- ABOUT THIS EXERCISE:
Look below for the line containing "drop a point: the glass bowl of mushrooms"; from there through the line containing "drop a point: the green herb leaf", both lines included, please set down each line exactly and nothing else.

- RECORDED DATA:
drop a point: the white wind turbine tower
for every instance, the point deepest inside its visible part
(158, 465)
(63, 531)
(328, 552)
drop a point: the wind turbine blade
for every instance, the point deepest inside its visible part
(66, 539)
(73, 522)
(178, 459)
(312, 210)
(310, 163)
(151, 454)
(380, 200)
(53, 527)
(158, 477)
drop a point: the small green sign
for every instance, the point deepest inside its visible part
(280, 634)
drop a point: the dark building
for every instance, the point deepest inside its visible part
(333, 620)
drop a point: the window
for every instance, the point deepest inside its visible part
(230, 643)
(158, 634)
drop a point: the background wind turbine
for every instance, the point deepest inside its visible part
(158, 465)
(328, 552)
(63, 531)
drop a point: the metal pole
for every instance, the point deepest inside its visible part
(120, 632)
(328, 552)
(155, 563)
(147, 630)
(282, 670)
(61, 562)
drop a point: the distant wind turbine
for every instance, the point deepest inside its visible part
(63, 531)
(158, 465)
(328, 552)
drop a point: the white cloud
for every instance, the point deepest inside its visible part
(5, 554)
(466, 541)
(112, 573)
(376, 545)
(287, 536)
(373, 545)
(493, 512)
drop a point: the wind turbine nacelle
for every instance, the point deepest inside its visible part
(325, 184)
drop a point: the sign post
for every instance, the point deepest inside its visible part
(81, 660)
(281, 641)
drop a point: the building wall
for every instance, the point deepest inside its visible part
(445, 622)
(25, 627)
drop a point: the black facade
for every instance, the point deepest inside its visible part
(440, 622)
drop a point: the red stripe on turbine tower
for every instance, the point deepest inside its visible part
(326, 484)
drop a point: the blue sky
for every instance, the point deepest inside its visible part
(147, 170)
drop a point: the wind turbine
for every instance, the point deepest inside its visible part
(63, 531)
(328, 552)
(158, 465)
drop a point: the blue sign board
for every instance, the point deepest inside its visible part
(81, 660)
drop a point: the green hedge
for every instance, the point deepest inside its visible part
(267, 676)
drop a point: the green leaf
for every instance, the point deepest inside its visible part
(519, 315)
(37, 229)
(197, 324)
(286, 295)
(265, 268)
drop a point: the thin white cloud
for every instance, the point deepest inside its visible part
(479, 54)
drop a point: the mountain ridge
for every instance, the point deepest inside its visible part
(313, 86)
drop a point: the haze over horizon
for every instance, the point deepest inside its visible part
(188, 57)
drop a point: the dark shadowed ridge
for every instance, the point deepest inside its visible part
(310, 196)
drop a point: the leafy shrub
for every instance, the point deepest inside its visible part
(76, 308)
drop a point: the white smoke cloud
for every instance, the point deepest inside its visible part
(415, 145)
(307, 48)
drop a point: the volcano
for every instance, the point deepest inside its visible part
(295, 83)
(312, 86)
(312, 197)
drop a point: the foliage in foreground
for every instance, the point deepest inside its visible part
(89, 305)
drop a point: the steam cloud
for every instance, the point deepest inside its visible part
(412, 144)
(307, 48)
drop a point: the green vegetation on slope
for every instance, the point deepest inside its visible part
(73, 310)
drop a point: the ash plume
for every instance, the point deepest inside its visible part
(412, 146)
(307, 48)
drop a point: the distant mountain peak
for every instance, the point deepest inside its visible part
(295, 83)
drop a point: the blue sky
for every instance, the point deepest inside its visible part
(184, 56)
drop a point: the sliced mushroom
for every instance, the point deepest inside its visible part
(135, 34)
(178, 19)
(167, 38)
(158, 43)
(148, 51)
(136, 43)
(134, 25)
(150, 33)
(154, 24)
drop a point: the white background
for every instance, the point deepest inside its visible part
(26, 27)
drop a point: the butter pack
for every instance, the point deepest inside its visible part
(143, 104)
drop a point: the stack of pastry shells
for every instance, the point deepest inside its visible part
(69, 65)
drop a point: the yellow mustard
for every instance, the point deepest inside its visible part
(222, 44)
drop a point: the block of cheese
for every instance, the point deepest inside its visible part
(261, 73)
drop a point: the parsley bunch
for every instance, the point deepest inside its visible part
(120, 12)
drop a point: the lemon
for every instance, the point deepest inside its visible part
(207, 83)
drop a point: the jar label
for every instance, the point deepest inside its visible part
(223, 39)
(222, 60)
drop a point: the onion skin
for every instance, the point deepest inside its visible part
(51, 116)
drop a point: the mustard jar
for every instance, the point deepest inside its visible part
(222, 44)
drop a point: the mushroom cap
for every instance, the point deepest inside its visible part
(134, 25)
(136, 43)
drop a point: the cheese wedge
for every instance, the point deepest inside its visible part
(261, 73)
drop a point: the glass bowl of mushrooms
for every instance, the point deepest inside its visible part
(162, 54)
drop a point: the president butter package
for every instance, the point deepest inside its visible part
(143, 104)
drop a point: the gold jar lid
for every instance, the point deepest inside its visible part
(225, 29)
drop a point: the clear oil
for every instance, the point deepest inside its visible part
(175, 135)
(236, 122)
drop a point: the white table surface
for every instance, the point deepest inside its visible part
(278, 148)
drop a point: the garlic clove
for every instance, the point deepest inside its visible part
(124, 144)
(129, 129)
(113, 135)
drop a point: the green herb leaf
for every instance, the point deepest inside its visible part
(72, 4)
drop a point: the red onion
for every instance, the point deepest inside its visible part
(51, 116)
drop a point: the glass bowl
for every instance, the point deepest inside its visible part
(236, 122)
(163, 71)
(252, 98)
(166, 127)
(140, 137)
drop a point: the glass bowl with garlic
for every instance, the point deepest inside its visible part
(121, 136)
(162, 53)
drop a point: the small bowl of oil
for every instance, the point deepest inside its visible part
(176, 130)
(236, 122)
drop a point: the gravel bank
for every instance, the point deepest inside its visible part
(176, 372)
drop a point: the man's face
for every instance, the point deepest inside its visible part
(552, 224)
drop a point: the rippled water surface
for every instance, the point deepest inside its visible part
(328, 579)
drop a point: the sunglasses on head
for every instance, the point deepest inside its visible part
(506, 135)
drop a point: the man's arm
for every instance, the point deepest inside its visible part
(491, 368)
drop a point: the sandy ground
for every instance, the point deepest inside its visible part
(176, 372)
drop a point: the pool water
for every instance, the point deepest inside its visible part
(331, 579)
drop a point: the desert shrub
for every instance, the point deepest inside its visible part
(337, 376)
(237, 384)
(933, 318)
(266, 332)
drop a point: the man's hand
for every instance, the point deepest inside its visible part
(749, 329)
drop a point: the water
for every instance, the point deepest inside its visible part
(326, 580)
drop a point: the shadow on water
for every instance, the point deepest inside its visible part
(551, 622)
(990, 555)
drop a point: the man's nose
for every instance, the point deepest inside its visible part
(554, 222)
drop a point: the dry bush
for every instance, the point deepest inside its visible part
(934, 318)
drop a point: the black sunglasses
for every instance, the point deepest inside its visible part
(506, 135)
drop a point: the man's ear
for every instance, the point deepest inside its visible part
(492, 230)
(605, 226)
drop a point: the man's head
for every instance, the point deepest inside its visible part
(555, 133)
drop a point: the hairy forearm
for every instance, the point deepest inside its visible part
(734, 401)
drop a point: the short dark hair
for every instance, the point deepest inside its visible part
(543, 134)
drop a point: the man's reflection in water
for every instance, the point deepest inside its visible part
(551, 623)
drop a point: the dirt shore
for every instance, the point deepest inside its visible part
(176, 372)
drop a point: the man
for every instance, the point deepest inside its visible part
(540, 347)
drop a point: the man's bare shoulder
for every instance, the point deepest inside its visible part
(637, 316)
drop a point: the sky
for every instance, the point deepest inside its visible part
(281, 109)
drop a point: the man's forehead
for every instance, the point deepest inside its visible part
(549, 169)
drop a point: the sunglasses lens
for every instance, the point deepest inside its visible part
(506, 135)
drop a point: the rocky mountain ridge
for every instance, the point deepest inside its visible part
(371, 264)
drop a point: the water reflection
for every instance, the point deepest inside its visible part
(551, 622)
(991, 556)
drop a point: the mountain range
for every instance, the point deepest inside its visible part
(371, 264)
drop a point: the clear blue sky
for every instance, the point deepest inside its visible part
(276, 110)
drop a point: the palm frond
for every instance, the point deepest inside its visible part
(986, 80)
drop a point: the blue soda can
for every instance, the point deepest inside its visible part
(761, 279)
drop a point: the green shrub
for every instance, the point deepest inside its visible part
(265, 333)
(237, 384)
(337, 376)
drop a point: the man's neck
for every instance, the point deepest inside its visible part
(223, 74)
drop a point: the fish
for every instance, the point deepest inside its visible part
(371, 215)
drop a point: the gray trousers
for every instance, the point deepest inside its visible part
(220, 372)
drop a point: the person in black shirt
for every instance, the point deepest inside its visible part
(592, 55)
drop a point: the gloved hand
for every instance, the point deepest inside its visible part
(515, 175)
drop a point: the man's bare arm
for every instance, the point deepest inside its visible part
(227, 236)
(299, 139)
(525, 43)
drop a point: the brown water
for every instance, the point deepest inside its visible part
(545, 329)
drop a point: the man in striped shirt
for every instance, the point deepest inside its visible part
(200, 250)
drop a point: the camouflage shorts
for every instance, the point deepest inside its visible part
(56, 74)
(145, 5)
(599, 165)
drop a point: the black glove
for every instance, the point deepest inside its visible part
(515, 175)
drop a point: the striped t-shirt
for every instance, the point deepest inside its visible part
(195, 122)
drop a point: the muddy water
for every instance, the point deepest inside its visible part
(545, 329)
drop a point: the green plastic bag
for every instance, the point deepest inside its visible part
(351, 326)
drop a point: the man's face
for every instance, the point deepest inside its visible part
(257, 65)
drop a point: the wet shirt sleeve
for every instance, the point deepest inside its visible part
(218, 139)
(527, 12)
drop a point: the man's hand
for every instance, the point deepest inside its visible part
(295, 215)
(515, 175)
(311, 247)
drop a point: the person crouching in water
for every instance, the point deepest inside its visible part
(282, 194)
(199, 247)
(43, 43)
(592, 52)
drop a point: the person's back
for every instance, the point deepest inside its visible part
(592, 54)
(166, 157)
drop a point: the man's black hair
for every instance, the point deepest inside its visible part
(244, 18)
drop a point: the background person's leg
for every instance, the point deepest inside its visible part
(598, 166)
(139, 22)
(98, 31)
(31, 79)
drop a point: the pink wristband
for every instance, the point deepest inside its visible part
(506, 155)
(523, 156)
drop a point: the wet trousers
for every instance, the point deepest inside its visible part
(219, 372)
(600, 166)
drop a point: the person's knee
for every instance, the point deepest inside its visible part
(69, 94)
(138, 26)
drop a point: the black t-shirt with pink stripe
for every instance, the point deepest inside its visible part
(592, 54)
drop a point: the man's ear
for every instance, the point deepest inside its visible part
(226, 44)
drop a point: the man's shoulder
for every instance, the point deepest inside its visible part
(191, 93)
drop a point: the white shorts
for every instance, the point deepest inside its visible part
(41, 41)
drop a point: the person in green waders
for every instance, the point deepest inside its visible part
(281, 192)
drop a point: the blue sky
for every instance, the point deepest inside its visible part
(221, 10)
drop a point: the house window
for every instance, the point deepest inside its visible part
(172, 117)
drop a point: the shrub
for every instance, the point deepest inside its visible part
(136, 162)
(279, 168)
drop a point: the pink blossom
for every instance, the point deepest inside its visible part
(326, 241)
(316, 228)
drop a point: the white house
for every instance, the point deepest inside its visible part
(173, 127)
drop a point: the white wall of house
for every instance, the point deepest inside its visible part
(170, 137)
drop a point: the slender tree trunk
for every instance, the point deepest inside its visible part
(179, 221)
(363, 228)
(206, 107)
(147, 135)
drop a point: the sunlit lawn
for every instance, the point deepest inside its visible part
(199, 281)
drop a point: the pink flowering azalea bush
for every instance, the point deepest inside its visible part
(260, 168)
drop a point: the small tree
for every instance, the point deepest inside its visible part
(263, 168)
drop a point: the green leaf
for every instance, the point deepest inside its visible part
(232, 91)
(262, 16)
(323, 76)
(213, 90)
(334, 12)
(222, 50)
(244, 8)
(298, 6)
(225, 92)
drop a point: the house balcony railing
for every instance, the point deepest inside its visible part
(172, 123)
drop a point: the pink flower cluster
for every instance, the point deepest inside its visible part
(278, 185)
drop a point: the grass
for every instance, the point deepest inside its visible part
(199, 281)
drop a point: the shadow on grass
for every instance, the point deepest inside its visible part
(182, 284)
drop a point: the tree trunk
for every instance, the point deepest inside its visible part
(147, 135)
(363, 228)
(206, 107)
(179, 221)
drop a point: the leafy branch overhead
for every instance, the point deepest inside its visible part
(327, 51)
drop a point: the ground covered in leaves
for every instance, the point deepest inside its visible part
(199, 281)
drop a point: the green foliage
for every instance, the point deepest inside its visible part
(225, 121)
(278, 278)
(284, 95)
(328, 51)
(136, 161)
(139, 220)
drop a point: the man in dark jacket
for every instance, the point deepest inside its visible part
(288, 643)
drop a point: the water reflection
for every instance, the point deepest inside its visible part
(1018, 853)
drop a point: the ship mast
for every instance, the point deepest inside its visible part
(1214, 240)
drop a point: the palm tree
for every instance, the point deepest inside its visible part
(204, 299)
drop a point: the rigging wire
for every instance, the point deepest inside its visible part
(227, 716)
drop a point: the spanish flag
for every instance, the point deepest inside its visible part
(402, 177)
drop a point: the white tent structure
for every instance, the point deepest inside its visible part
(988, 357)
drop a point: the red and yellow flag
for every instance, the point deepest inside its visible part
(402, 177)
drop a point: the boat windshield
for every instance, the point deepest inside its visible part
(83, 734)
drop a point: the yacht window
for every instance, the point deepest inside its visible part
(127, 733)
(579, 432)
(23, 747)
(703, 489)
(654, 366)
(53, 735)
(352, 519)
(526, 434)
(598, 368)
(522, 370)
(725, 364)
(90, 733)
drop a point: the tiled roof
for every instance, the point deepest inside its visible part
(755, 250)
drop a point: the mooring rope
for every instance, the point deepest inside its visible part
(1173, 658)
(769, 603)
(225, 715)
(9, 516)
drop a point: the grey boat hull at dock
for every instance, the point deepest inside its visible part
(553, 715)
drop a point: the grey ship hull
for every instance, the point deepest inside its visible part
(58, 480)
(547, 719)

- SOLUTION TO THE PROBLEM:
drop a point: the glass bowl of mushrooms
for every instance, the point deepest inside its visible part
(162, 54)
drop a point: the president butter package
for every instance, the point deepest inside its visible part
(143, 104)
drop a point: the gold jar lid
for every instance, the point deepest inside its visible part
(225, 29)
drop a point: the clear oil
for every instance, the point deepest inside its visible part
(175, 135)
(236, 122)
drop a point: the white table surface
for every instance, the point deepest inside its visible part
(278, 148)
drop a point: the garlic clove
for every instance, the point deepest inside its visible part
(124, 144)
(129, 129)
(113, 135)
drop a point: the green herb leaf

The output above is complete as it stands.